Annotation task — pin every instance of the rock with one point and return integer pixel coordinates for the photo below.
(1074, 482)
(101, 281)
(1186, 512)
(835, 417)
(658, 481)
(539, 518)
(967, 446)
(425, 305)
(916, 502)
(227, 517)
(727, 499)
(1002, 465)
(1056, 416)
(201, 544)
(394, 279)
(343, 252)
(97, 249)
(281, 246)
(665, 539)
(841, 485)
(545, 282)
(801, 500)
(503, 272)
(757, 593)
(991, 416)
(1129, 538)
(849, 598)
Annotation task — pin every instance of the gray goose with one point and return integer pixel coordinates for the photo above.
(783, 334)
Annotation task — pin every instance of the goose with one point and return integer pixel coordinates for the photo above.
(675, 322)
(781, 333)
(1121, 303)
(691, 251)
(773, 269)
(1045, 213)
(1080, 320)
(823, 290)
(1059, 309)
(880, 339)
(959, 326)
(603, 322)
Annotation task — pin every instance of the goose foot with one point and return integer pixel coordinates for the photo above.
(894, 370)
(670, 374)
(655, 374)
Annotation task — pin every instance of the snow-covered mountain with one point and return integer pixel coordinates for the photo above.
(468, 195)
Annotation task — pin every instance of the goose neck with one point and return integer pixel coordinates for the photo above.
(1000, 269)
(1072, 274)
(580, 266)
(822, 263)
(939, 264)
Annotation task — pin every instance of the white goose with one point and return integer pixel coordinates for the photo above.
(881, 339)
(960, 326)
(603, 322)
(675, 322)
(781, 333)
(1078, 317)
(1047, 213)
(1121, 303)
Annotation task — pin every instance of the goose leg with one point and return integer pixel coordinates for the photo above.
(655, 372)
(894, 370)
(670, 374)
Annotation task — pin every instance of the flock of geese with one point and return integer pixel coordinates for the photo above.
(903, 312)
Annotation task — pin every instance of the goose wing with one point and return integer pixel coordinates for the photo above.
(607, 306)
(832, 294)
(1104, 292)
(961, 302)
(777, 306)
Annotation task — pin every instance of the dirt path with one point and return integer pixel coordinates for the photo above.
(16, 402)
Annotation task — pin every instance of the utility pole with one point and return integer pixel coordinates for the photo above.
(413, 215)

---+---

(Task to carry out) Extract all of the lines above verbatim, keeping them in their original order.

(Written solution)
Annotation task — pin every instance of the rock with one point and return integer pixel coordinates for the photo below.
(1074, 482)
(101, 281)
(1186, 512)
(835, 417)
(658, 481)
(539, 518)
(967, 446)
(425, 305)
(916, 502)
(227, 517)
(727, 499)
(1002, 465)
(1056, 416)
(201, 544)
(394, 279)
(343, 252)
(97, 249)
(281, 246)
(665, 539)
(841, 485)
(545, 282)
(801, 500)
(503, 272)
(757, 593)
(991, 416)
(1129, 538)
(849, 598)
Annotation task — pin every instance of the gray goose with one point and return integer pixel coordinates for the photo above.
(783, 334)
Annotation task — pin every instance of the goose with one point and return integer pixel coordinates for the photo above.
(675, 322)
(781, 333)
(1121, 303)
(691, 251)
(773, 269)
(1045, 213)
(1080, 320)
(823, 290)
(1059, 309)
(880, 339)
(959, 326)
(603, 322)
Annotation task — pin every instance of the goose foot with one point and return integer pixel coordinates for the photo above.
(894, 370)
(670, 374)
(655, 374)
Annotation task — pin every instance of the snow-covered mountain with one point and return integer pixel coordinates for the photo above.
(468, 195)
Annotation task — pin every instance of the goose neck with one point and return integer pixel coordinates for the photo above.
(1000, 269)
(1072, 274)
(580, 266)
(822, 263)
(939, 264)
Annotation task — pin every instance of the white goose with one point and return integer pixel coordinates for the photo above.
(881, 339)
(960, 326)
(603, 322)
(675, 322)
(781, 333)
(1078, 317)
(1047, 213)
(1121, 303)
Annotation task — pin every instance of the goose leg with one point and return integer pixel coordinates for the photo above.
(655, 372)
(894, 370)
(670, 374)
Annotation task — pin every instance of the flock of geese with one point and return integer pixel coordinates for the photo above.
(903, 312)
Annotation task — pin every instance of the goose wing with one point and return integer pixel coordinates for the photo above.
(607, 306)
(832, 294)
(1104, 292)
(961, 302)
(777, 306)
Annotation task — pin every instance of the dirt path with one point and return integer pixel coordinates for the photo above.
(16, 402)
Annotation task — pin every instance of the utility pole with one point and return integer pixel coordinates for the photo above.
(413, 215)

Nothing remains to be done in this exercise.